Nur: Warum ist ein solches Bestreben nicht positiv ausgerichtet? Warum tritt – um beim aktuellen Fall in Oxford zu bleiben – der Verfasser der Konzeptpapiere nicht vor die Fachwelt und präsentiert seine etwa bei den indigenen Völkern in Nordamerika („Indianer“ darf man ja nicht mehr sagen) oder in Afrika entdeckten musikalischen Funde? Warum sucht er nicht ein Orchester und ein Tonstudio und spielt Werke von anderen Kontinenten nicht einfach ein – und stellt diese einer offenen Diskussion? Und warum stellen im Falle Dantes die Verfechter der „Cancel Culture“ der Figur Mohammeds nicht Darstellungen des Abendlandes in literarischen Werken aus dem Morgenland gegenüber? Hat man Angst davor, dass sich die geschmähte europäische Kultur – zumindest in den genannten Fällen – als das erweisen könnte, was sie tatsächlich ist: nämlich als unerreichte Höhepunkte der weltweiten Kulturgeschichte? 

Keine „weiße“ Kultur

Zu hinterfragen sind die Attacken auf Dante, Mozart und Beethoven auch aus einem anderen Grund. Paradoxerweise schreiben die Kritiker „weißer Vorherrschaft“ in der Geschichte der europäischen Kultur etwas zu, was diese selbst nie sein wollte: nämlich eine Kultur weißer Männer. Natürlich sind die Genannten – ebenso wie all die anderen Dichter, Denker und Komponisten – genau das: weiße Männer. Gleichwohl ist der europäische Kulturraum nicht ohne Vorgeschichte entstanden, fußt die klassische Kultur Europas nicht nur auf dem antiken Erbe des alten Roms und der griechischen Stadtstaaten. So entstand das Christentum bekanntermaßen in Vorderasien. Die Hochkulturen davor wurden geprägt durch Karthager, Ägypter, Syrer, Sumerer, Araber oder Perser. 

Vor rund fünf Jahren beschrieb der aus einer kroatischen Fürstenfamilie stammende britische Historiker Peter Frankopan in seinem Werk „The Silk Roads“ (der deutsche Titel lautete „Licht aus dem Osten“) die vielfältigen Prägungen Europas durch den Orient. Er erzählte von einem großen Reichtum an Gütern, Kultur und Wissen, der das Alte Europa lange sehnsüchtig nach Osten blicken ließ. Er erzählte von edlen Waren wie Seide oder Porzellan sowie von Techniken wie der Papierherstellung, die über die Seidenstraße im Westen Verbreitung fanden. Und er erzählte von islamischen Gelehrten, die das antike Kulturerbe pflegten, lange bevor Europa die Renaissance erlebte.

--- --- ---

#### Aufgabe 1
Verschiebe im Abschnitt der Datensätze von der Zeile mit "Each instance of the wood vanity" bis einschließlich zum Ende der Datensätze alle Koordinaten in den Antworten, indem du zu jeder Zahl 137 addierst. Gib den ganzen Abschnitt wieder, die Zeilen ohne Koordinaten eingeschlossen.
#### Aufgabe 2
Setze den Text über die europäische Kultur und ihre Prägung durch den Orient bitte im Anschluss an seinen letzten Satz fort.

--- --- ---

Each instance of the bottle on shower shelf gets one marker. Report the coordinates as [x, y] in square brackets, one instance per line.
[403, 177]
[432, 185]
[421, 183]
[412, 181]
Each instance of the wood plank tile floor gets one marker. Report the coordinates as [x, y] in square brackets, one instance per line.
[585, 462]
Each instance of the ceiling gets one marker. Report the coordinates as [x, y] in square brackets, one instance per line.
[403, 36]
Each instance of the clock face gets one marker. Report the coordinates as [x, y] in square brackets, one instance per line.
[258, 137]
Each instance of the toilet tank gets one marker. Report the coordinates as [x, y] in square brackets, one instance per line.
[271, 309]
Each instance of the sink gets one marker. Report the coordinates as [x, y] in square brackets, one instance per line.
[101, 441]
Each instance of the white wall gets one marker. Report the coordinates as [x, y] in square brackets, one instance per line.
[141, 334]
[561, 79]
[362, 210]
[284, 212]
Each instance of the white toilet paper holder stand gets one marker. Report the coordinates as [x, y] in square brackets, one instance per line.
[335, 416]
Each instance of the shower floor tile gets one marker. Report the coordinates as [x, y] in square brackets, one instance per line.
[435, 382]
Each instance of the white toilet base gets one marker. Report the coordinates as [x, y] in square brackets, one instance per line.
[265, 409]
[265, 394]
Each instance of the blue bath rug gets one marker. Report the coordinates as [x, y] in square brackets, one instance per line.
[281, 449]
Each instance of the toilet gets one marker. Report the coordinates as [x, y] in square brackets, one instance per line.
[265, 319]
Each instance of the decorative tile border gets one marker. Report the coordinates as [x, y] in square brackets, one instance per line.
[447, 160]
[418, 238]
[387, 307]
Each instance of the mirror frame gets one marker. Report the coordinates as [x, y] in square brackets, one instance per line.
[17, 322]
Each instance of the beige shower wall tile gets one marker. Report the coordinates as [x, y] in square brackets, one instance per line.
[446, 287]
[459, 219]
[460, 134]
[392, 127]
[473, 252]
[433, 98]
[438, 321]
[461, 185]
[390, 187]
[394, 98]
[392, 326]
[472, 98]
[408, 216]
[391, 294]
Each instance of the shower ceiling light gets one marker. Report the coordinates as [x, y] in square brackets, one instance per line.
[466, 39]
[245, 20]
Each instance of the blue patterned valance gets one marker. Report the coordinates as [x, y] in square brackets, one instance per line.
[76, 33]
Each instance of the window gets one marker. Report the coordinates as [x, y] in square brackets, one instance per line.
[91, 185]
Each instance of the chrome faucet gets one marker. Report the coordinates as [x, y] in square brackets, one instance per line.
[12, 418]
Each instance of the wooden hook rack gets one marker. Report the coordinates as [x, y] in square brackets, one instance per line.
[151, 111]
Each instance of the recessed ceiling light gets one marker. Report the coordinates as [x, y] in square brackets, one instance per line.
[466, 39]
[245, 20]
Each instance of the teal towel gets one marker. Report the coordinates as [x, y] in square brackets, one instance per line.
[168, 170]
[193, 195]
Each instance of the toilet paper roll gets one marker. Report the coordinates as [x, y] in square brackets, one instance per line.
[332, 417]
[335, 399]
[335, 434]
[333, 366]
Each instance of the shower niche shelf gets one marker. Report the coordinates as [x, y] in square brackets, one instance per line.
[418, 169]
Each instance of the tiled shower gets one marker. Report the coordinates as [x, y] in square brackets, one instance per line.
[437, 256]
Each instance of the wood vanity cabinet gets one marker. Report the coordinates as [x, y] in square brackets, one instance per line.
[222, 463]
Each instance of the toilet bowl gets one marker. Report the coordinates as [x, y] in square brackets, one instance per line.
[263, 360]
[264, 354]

--- --- ---

#### Ergebnis 1
Each instance of the wood vanity cabinet gets one marker. Report the coordinates as [x, y] in square brackets, one instance per line.
[359, 600]
Each instance of the toilet bowl gets one marker. Report the coordinates as [x, y] in square brackets, one instance per line.
[400, 497]
[401, 491]

#### Ergebnis 2
Die öst-westlichen Begegnungen waren zu kaum einer Zeit frei von Konflikten und Kriegen. Aber sie haben immer zu einer Bereicherung aller Seiten geführt. Allein der Blick in die Gewürzregale europäischer Küchen erzählt von der großen Geschichte des jahrhundertelangen Austauschs zwischen den verschiedensten Kulturen. Ebenso die Sprachen, die allesamt durchsetzt sind von Wörtern aus anderen Regionen der Welt. Durchgesetzt hat sich fast immer das bessere Produkt, die höherwertigere Technik, die elegantere Lebensform – oder die wohlklingendere Musik.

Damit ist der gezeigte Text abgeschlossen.